▶ [SOURCE EXTRACT]:

____________

Africa is world leader in mobile payment with 12% of adults in Sub-Saharan Africa using mobile payment accounts, as opposed to global benchmark of only 2%

Total global fintech funding continues to remain strong, with $8.2 billion invested in the third quarter of 2017, after more than doubling to $9.3 billion in Q2 of 2017, according to KPMG. Although deal volume declined, investments in Q3’17 stood well above the $6.3 billion. Venture Capital (VC) investment in fintech in Q3’17 saw a five-quarter high of $3.3 billion, although the total was well shy of the record $7.4 billion raised in Q3’15.

Until Q3’17 US-led global fintech investment totalled $5 billion across 142 deals and Europe invested $1.66 billion across 73 deals. In the more nascent market of Asia, fintech investment rose to over $1 billion for the first time in 2017. China accounted for over half of Asian fintech investment at $745 million. The above numbers reflect the trend of investors focusing on larger deals and higher quality companies with proven business models. Corporate participation in Asia fintech VC deals remained high at 22 percent of overall round counts, although actual direct investment has been quite minimal in 2017.

China is critical to the fintech story in Asia. China is the home of consumer fintech adoption as measured by client numbers. Tencent’s WeChat has over 800 million monthly active users, and Alibaba’s Alipay has over 400 million. It is clear from the China story that the key elements needed for fintech investment to succeed are high internet and mobile penetration, a rapid rise in ecommerce, rise in the middle class, and sluggish response from incumbent financial institutions.

Fintech in Africa

One such potent geography for fintech investment, with similar landscape and strong fundamentals in place, is Africa. In 2017, 45 African fintech startups got a total of $253 million, that is 33 percent of the overall funding raised. In a market where banking penetration is only 17 percent, fintech is not just disrupting the traditional financial sector but is bridging the gap not addressed by the banking sector for years.

Over the past 18 months, African fintech startups have particularly grown in appeal and reputation with many big-ticket deals, most notably a $10 million series A raise by payments company Flutterwave—one of the largest series A rounds by an African startup. That appeal is linked to the upside for these startups who, rather than entirely disrupting the financial sector which currently exists, are plugging many of its gaps. South Africa and West Africa largely dominate the fintech space with 34.2 percent and 34 percent of the startups born in those regions, respectively.

____________

▶ [GIVEN PROBLEM]:
Rewrite the paragraph of the fintech funding text that begins "China is critical to the fintech story" as a short bulleted list that keeps its main facts. The material that comes next is separate from the fintech funding text.

▶ [DATA RECORDS]:
____________

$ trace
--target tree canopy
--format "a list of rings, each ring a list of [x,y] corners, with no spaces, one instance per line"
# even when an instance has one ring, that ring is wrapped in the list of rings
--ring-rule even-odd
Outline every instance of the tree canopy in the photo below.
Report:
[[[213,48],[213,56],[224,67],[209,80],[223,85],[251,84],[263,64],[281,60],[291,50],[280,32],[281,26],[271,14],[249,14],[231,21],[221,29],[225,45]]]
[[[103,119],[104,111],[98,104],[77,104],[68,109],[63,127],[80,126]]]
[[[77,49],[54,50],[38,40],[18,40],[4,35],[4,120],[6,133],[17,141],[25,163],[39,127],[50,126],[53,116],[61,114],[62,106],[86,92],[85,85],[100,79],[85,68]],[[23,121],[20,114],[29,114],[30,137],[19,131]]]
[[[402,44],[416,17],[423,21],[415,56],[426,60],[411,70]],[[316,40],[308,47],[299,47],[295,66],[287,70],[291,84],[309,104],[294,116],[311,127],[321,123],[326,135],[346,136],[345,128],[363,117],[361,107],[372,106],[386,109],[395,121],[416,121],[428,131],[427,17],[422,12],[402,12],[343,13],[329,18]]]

____________

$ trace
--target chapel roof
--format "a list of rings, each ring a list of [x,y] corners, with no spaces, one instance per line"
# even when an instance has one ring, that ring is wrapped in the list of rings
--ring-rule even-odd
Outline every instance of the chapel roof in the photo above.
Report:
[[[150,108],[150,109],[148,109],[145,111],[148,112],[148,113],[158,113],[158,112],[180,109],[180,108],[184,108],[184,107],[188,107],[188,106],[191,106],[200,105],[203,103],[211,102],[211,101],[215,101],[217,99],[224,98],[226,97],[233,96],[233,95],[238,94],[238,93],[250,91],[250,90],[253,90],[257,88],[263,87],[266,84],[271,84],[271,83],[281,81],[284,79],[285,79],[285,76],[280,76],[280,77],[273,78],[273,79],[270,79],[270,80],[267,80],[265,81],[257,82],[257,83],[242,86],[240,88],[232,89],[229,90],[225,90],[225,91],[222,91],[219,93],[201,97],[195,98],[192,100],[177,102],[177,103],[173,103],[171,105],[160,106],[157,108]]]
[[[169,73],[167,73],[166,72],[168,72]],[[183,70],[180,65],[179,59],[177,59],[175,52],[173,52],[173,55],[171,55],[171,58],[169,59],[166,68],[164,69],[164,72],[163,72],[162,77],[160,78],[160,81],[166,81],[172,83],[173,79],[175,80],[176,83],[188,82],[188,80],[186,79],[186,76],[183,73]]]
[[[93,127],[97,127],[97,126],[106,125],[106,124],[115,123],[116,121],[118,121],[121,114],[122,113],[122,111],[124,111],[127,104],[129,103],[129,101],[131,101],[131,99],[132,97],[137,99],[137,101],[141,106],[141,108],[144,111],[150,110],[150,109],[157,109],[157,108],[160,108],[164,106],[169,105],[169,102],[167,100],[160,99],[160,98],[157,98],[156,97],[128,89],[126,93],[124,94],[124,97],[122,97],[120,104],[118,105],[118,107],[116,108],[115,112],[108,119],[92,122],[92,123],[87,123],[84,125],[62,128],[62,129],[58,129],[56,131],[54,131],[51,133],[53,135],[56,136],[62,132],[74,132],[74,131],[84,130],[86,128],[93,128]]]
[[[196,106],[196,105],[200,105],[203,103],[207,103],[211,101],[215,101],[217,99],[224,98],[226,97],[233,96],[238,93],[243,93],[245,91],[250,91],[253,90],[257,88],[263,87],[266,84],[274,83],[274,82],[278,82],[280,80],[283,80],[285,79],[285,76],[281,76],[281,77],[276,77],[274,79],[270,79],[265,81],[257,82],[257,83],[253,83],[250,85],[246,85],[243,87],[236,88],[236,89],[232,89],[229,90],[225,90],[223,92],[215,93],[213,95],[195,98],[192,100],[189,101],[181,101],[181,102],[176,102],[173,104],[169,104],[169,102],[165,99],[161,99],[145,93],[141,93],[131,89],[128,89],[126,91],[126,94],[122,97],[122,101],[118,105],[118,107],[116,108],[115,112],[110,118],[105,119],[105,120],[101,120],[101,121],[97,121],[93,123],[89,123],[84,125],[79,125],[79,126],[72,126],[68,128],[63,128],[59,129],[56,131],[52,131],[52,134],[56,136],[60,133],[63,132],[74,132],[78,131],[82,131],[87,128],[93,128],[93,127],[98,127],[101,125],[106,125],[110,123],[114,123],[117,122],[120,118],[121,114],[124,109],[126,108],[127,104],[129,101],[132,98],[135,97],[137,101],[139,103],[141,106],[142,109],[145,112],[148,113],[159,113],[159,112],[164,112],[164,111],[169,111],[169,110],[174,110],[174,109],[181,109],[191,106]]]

____________

▶ [EXERCISE ANSWER]:
- China is central to fintech in Asia and is the home of consumer fintech adoption, measured by client numbers.
- Tencent's WeChat has over 800 million monthly active users.
- Alibaba's Alipay has over 400 million.
- China's experience shows that fintech investment needs high internet and mobile penetration, a rapid rise in ecommerce, a growing middle class, and a slow response from incumbent financial institutions.